To be done: Present the material below as a numbered list, omitting any blank lines.

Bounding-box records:
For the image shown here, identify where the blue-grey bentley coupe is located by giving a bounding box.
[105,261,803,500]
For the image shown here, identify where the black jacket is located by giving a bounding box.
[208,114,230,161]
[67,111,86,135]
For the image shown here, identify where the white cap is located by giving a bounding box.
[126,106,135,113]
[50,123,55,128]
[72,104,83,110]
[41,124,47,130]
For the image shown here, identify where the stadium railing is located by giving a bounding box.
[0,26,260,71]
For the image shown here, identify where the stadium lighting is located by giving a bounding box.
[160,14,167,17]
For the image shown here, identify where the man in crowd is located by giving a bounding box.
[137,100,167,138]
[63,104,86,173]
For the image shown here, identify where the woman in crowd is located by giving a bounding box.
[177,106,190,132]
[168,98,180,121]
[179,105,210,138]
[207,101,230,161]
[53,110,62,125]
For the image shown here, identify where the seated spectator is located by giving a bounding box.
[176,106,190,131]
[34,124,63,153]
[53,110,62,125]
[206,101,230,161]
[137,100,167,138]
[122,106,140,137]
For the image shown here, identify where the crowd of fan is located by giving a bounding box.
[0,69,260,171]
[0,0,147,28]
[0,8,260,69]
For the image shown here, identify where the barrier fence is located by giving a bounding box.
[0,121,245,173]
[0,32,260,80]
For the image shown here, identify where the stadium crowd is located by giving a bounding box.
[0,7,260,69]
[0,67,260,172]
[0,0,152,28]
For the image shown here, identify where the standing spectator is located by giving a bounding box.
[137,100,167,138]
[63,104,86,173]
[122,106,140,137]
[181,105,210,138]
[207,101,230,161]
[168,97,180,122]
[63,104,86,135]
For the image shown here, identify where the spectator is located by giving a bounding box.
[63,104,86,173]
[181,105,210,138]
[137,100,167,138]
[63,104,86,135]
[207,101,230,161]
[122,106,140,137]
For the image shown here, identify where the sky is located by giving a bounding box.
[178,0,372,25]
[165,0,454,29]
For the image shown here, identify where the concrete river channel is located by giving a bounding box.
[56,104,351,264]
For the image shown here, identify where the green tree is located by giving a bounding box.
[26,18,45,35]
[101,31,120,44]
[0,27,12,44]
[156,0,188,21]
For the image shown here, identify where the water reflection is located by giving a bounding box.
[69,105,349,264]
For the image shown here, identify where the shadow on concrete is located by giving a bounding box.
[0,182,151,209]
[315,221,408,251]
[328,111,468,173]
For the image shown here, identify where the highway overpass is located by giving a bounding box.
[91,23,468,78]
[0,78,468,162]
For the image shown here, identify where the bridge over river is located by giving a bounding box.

Result:
1. For the image shown here, identify where the blue-grey bentley coupe is located by giving a bounding box.
2. [105,261,803,500]
3. For the image shown here, identify where the black jacket is located by giving a bounding box.
4. [208,114,230,161]
5. [67,111,86,135]
6. For the image shown here, identify where the white cap is located by giving a bounding box.
7. [126,106,135,113]
8. [50,123,55,128]
9. [72,104,83,110]
10. [41,124,47,130]
11. For the image shown here, identify where the stadium railing is located by giving a bounding box.
12. [0,26,260,71]
13. For the image shown here, identify where the stadium lighting is located by giving a bounding box.
14. [160,14,167,17]
15. For the image shown here, identify where the man in crowd is located by giving a bounding box.
16. [137,100,167,138]
17. [63,104,86,173]
18. For the image shown here, identify where the woman in crowd is located by giving a bounding box.
19. [177,106,190,132]
20. [168,98,180,121]
21. [179,105,210,138]
22. [207,101,230,161]
23. [53,110,62,125]
24. For the image shown here, identify where the seated spectator is located by giving a bounding box.
25. [176,106,190,131]
26. [34,124,63,153]
27. [53,110,62,125]
28. [206,101,230,161]
29. [137,100,167,138]
30. [122,106,140,137]
31. For the image shown here, identify where the crowd of fan is located by giving a bounding box.
32. [0,69,260,171]
33. [0,0,147,28]
34. [0,8,260,69]
35. For the image shown here, identify where the barrier fence is located by giving a bounding box.
36. [0,121,245,173]
37. [0,32,260,80]
38. For the image shown here, identify where the stadium crowd is located by giving a bounding box.
39. [0,7,260,69]
40. [0,67,260,172]
41. [0,0,152,28]
42. For the image shown here, identify where the standing spectator is located by giving a bounding box.
43. [137,100,167,138]
44. [63,104,86,173]
45. [122,106,140,137]
46. [181,105,210,138]
47. [207,101,230,161]
48. [168,97,180,122]
49. [63,104,86,135]
50. For the image shown here, identify where the spectator is located by giving a bounding box.
51. [63,104,86,173]
52. [181,105,210,138]
53. [137,100,167,138]
54. [63,104,86,135]
55. [207,101,230,161]
56. [122,106,140,137]
57. For the image shown here, identify where the sky is located by giving a bounding box.
58. [178,0,372,25]
59. [165,0,454,29]
60. For the image shown here, identify where the concrete river channel is located by giving a bounding box.
61. [56,104,351,264]
62. For the image shown here, identify where the green tree is located by giving a bounding box.
63. [26,18,45,35]
64. [101,31,120,44]
65. [0,27,12,44]
66. [156,0,188,21]
67. For the image shown here, identify where the water reflection is located by giving a bounding box.
68. [69,105,349,264]
69. For the image shown here, identify where the shadow on concrete is located by giving a bounding box.
70. [0,182,151,209]
71. [315,221,408,251]
72. [328,111,468,173]
73. For the image shown here, identify where the highway overpass is located by giving a bounding box.
74. [91,23,468,78]
75. [0,78,468,162]
76. For the image shown here, identify where the bridge over river is located by giving a bounding box.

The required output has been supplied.